▶ [Exercise brief] Transcribe the listing precisely, entry by entry.

▶ [Data to examine]
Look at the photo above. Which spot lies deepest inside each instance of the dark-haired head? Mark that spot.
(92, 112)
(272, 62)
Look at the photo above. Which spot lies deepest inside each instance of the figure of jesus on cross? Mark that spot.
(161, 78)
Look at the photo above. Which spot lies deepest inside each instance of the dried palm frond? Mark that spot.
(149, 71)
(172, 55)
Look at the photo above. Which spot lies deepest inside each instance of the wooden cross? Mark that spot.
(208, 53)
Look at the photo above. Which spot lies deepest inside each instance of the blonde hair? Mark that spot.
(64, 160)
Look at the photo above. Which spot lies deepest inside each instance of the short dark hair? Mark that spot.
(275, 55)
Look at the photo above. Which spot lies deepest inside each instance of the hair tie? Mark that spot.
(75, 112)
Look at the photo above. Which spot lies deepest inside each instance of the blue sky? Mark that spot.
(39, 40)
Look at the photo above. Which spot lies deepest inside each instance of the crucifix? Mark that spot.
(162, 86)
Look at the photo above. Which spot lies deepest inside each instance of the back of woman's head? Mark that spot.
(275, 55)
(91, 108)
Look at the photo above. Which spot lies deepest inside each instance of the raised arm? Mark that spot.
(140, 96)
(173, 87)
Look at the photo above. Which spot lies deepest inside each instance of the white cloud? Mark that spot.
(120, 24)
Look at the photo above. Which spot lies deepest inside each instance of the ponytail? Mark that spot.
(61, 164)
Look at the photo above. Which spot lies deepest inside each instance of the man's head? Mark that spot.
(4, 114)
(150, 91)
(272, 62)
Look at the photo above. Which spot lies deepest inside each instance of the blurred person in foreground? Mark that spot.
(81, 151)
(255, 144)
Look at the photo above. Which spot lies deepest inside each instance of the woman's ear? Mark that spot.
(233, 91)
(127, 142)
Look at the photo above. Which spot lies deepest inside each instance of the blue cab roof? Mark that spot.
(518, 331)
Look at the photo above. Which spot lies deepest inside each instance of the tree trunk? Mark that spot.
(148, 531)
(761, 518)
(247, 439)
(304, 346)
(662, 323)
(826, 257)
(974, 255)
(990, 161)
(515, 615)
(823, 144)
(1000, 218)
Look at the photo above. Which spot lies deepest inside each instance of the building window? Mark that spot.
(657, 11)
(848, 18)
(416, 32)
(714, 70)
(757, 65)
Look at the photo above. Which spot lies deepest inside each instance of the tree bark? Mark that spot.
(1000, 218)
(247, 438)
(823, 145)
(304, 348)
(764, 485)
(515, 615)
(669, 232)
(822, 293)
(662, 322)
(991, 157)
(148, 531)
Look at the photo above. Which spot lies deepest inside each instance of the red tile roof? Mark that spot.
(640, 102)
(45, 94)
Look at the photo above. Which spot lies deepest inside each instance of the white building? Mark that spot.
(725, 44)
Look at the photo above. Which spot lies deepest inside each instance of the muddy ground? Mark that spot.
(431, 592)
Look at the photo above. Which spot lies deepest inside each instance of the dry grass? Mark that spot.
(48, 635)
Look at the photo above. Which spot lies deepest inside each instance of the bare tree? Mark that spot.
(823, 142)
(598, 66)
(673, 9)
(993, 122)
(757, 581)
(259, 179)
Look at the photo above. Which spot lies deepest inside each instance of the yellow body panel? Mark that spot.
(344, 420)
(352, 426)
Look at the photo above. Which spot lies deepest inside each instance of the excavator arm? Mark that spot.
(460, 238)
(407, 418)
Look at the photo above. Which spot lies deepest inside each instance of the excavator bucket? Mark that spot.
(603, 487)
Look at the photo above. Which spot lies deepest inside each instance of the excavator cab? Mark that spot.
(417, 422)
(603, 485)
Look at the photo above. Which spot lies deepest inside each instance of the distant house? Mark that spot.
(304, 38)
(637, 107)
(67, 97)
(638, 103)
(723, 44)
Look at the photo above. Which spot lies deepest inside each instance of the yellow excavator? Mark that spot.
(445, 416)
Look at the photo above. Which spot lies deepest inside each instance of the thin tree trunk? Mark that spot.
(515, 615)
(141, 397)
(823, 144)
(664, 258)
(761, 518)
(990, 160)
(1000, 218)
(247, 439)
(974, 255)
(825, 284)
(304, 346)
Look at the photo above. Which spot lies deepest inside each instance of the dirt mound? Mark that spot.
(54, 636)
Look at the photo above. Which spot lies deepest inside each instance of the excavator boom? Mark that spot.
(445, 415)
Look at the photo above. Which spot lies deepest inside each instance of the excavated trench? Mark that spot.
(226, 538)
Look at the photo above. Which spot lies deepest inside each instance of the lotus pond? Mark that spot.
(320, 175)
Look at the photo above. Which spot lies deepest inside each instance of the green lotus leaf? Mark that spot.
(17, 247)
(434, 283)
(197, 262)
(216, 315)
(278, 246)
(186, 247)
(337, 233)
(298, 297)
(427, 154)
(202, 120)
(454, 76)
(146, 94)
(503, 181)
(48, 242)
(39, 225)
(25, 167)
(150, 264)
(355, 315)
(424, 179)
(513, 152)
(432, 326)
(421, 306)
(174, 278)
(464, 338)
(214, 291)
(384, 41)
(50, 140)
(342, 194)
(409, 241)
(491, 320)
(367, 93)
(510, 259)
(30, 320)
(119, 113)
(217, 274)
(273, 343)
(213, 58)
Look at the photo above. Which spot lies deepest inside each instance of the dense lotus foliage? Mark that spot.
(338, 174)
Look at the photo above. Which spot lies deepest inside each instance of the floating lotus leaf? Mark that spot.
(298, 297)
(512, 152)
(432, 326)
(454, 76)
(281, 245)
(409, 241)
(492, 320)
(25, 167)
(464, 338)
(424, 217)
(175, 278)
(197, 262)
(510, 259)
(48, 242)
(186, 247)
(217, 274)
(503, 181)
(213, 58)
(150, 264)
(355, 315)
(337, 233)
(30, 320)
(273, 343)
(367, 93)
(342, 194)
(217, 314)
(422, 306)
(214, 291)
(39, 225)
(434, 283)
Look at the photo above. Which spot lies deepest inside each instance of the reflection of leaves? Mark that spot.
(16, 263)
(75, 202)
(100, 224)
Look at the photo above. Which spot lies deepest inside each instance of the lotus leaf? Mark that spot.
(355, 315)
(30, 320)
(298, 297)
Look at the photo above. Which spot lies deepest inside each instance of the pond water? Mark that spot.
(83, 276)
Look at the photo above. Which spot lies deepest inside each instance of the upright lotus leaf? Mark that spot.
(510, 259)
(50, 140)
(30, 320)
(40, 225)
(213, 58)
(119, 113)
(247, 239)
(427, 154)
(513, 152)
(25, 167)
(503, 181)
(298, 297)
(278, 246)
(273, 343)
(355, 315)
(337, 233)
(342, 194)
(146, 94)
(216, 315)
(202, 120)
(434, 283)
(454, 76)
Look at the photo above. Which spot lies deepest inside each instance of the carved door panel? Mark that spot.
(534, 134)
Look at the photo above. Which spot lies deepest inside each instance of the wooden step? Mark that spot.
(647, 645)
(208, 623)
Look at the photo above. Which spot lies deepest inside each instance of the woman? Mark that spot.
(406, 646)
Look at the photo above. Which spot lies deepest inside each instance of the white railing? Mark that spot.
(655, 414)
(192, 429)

▶ [Reply to the exercise]
Look at the photo above. Which spot lies deepest inside each instance of the dark-haired head? Mark that spot.
(92, 112)
(272, 62)
Look at the photo above. Which spot lies deepest inside each instance of the figure of jesus on cross? Mark that spot.
(161, 78)
Look at the photo above. Which spot lies deepest inside each instance of the dried palm frond? Mark that spot.
(149, 71)
(172, 55)
Look at the photo above. Which spot lies deepest inside each instance of the wooden cross? Mark that spot.
(208, 53)
Look at the photo above. Which spot lies deepest inside each instance of the blonde hair? Mark that spot.
(64, 160)
Look at the photo above. Which spot lies deepest inside each instance of the short dark hair? Mark that spot.
(275, 55)
Look at the photo above. Which spot lies deepest inside each instance of the hair tie? Mark that spot.
(75, 112)
Look at the photo above. Which spot lies deepest inside each instance of the blue sky? Mark that spot.
(39, 40)
Look at the photo above. Which spot lies deepest inside each instance of the crucifix? Mark that spot.
(162, 86)
Look at the photo above. Which spot lies deepest inside each instance of the back of woman's head? Mark that spot.
(275, 55)
(91, 108)
Look at the photo above. Which spot lies deepest inside each instance of the raised arm? Mark that spot.
(140, 96)
(173, 87)
Look at the photo above. Which spot lies deepest inside each instance of the white cloud? Mark that spot.
(120, 24)
Look at the photo above. Which spot lies deepest inside each instance of the ponytail? Mark that spot.
(61, 164)
Look at the photo above. Which spot lies deepest inside each instance of the man's head? Mark that spot.
(4, 114)
(150, 91)
(272, 62)
Look at the photo above. Which spot lies deepest inside each instance of the blurred person in foreground? Mark that spot.
(81, 151)
(255, 144)
Look at the photo above. Which spot lies deepest inside each instance of the woman's ear? Mark that spot.
(233, 91)
(127, 142)
Look at the photo above. Which spot lies deepest inside each instance of the blue cab roof? Mark that spot.
(518, 331)
Look at the photo above. Which spot lies deepest inside each instance of the tree trunk? Mark that spot.
(148, 531)
(761, 518)
(247, 439)
(304, 346)
(662, 323)
(826, 257)
(974, 255)
(990, 161)
(515, 615)
(823, 144)
(1000, 218)
Look at the photo above. Which spot lies deepest inside each instance of the building window? Mark that spot.
(657, 11)
(848, 18)
(416, 32)
(714, 70)
(757, 65)
Look at the photo above. Which spot lies deepest inside each instance of the tree bark? Mark that spot.
(1000, 218)
(247, 438)
(823, 145)
(304, 348)
(764, 485)
(515, 615)
(669, 232)
(822, 293)
(662, 322)
(991, 157)
(148, 531)
Look at the photo above. Which spot lies deepest inside each instance of the red tile roof? Mark that spot.
(640, 102)
(45, 94)
Look at the photo above. Which spot lies deepest inside each instance of the white building? Mark that spot.
(725, 44)
Look at the photo above. Which spot lies deepest inside each instance of the muddy ground? Mark that spot.
(431, 592)
Look at the photo above. Which spot lies deepest inside each instance of the dry grass? Mark that spot.
(48, 635)
Look at the photo above. Which spot lies deepest inside each instance of the bare tree? Mark that spot.
(823, 142)
(598, 66)
(673, 9)
(993, 122)
(757, 581)
(259, 179)
Look at the photo above. Which spot lies deepest inside each instance of the yellow body panel? Mark that spot.
(344, 420)
(352, 426)
Look at the photo above. Which spot lies deepest inside each instance of the excavator arm? Mark that spot.
(460, 238)
(407, 418)
Look at the photo above. Which spot lies deepest inside each instance of the excavator bucket? Mark that spot.
(603, 487)
Look at the photo above. Which spot lies deepest inside each instance of the excavator cab? Mark that spot.
(417, 422)
(603, 485)
Look at the photo above. Which spot lies deepest inside each instance of the distant house? Mark that spot.
(304, 38)
(637, 107)
(67, 97)
(638, 103)
(723, 44)
Look at the photo above. Which spot lies deepest inside each instance of the yellow excavator? Mark that spot.
(445, 416)
Look at the photo above. Which spot lies deepest inside each instance of the thin tree trunk? Mark that spot.
(515, 615)
(141, 397)
(823, 144)
(664, 258)
(761, 518)
(990, 160)
(1000, 218)
(247, 439)
(974, 255)
(825, 284)
(304, 346)
Look at the photo above. Which spot lies deepest inside each instance of the dirt mound? Mark that spot.
(54, 636)
Look at the photo above. Which spot lies deepest inside each instance of the excavator boom? Mark that spot.
(445, 415)
Look at the photo above. Which spot lies deepest inside each instance of the excavated trench? Mark that spot.
(226, 538)
Look at the photo above. Which spot lies deepest inside each instance of the lotus pond? Mark that spot.
(320, 175)
Look at the photo above. Which spot lies deepest inside each instance of the green lotus leaf? Mark that spot.
(17, 247)
(434, 283)
(197, 262)
(216, 315)
(278, 246)
(186, 247)
(337, 233)
(298, 297)
(427, 154)
(202, 120)
(454, 76)
(146, 94)
(503, 181)
(48, 242)
(39, 225)
(25, 167)
(150, 264)
(355, 315)
(424, 179)
(513, 152)
(432, 326)
(421, 306)
(174, 278)
(464, 338)
(214, 291)
(384, 41)
(50, 140)
(342, 194)
(409, 241)
(491, 320)
(367, 93)
(510, 259)
(30, 320)
(119, 113)
(217, 274)
(273, 343)
(213, 58)
Look at the photo above. Which spot lies deepest inside each instance of the dense lotus foliage? Mark that spot.
(338, 174)
Look at the photo above. Which spot lies deepest inside each instance of the floating lotus leaf? Mark that spot.
(298, 297)
(512, 152)
(432, 326)
(454, 76)
(281, 245)
(409, 241)
(492, 320)
(25, 167)
(464, 338)
(424, 217)
(175, 278)
(197, 262)
(510, 259)
(48, 242)
(186, 247)
(217, 274)
(503, 181)
(213, 58)
(150, 264)
(355, 315)
(337, 233)
(30, 320)
(273, 343)
(367, 93)
(342, 194)
(217, 314)
(422, 306)
(214, 291)
(39, 225)
(434, 283)
Look at the photo above. Which spot lies deepest inside each instance of the reflection of leaves? Mark that spot.
(16, 263)
(75, 202)
(100, 224)
Look at the photo above. Which spot lies deepest inside each instance of the lotus leaf? Mark that spot.
(355, 315)
(30, 320)
(298, 297)
Look at the photo above. Which spot lies deepest inside each instance of the pond water? Mark that spot.
(83, 276)
Look at the photo above. Which spot lies deepest inside each instance of the upright lotus leaf? Mark that spot.
(510, 259)
(50, 140)
(30, 320)
(40, 225)
(213, 58)
(119, 113)
(247, 239)
(427, 154)
(513, 152)
(25, 167)
(503, 181)
(298, 297)
(278, 246)
(273, 343)
(355, 315)
(337, 233)
(342, 194)
(146, 94)
(216, 315)
(202, 120)
(434, 283)
(454, 76)
Look at the photo above. Which spot lies deepest inside each instance of the carved door panel? Mark that spot.
(534, 134)
Look at the photo above. Which spot lies deepest inside each instance of the wooden step? Mark that spot.
(647, 645)
(208, 623)
Look at the photo above. Which spot lies deepest inside each instance of the woman? Mark that spot.
(406, 646)
Look at the photo above. Which spot lies deepest inside each instance of the white railing? Mark that spot.
(655, 414)
(192, 429)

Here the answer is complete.